## ДАННЫЙ ОТРЫВОК
Таково принципиальное деление циклов, управляющих гармоничным ритмом космоса и человеческой истории. И здесь можно заметить, что при сокращении длительности юг (длительность циклов, соответствующих 5 элементам, остается постоянной), каждому циклу элемента соответствует один великий год или космическое полугодие. Здесь проявляется параллелизм между ухудшением качества времени (сокращение длительности юг) и ухудшением качества пространства (уплотнение элементов от предельно тонкого эфира до предельно плотной земли), при том, что соответствующие циклы элементов не сокращаются, а изменяются по степени плотности.
Для полноты представления о сущности циклов следует указать на традиционный способ определения соответствий между данной эпохой и ее местом в комплексе всей манвантары. Этот вопрос Традиция окружает особенно плотным покровом тайны, т. к. точное знание этих соответствий дало бы возможность заранее предвидеть определенные исторические и космические события и катаклизмы, что принесло бы больше неудобств и паники, чем простое невежество. Мы не собираемся поступать вопреки этим правилам традиционной дисциплины и лишь наметим возможности решения, оставив при себе окончательные выводы.

## ФРАГМЕНТ ДАННЫХ

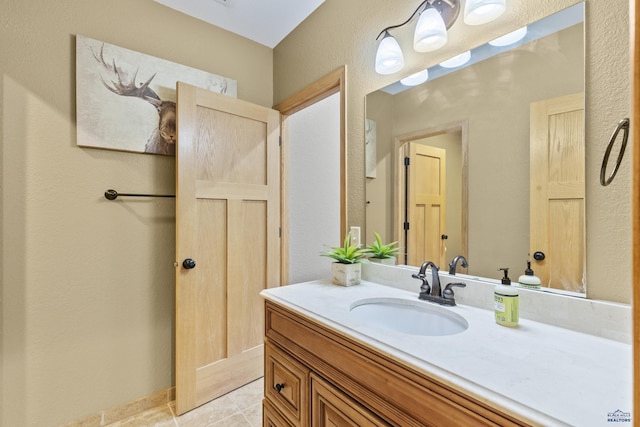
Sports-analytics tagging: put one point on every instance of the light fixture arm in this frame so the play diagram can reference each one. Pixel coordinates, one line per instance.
(449, 17)
(405, 22)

## ОПИСАНИЕ ЗАДАНИЯ
Перепечатайте приведенный выше отрывок о космических циклах полностью, не меняя в нем ни слова и ни одного знака.

## ОТВЕТ К ЗАДАНИЮ
Таково принципиальное деление циклов, управляющих гармоничным ритмом космоса и человеческой истории. И здесь можно заметить, что при сокращении длительности юг (длительность циклов, соответствующих 5 элементам, остается постоянной), каждому циклу элемента соответствует один великий год или космическое полугодие. Здесь проявляется параллелизм между ухудшением качества времени (сокращение длительности юг) и ухудшением качества пространства (уплотнение элементов от предельно тонкого эфира до предельно плотной земли), при том, что соответствующие циклы элементов не сокращаются, а изменяются по степени плотности.
Для полноты представления о сущности циклов следует указать на традиционный способ определения соответствий между данной эпохой и ее местом в комплексе всей манвантары. Этот вопрос Традиция окружает особенно плотным покровом тайны, т. к. точное знание этих соответствий дало бы возможность заранее предвидеть определенные исторические и космические события и катаклизмы, что принесло бы больше неудобств и паники, чем простое невежество. Мы не собираемся поступать вопреки этим правилам традиционной дисциплины и лишь наметим возможности решения, оставив при себе окончательные выводы.